** Working data **
>>>
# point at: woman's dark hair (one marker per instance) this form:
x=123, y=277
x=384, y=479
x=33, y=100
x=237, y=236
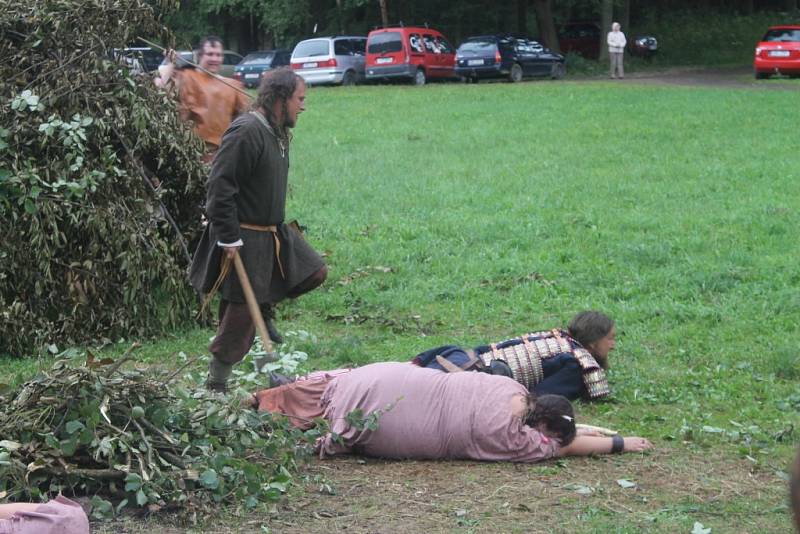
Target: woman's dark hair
x=589, y=326
x=555, y=412
x=277, y=85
<<<
** Stated problem **
Could you rewrite all of the lines above with "dark hair" changed to "black hair" wherever it occurs, keeping everything else as it is and omitting the pictures?

** Solved exercise **
# point at: woman's black hair (one marker per instance) this form:
x=123, y=277
x=384, y=479
x=33, y=100
x=237, y=236
Target: woman's black hair
x=589, y=326
x=555, y=412
x=277, y=85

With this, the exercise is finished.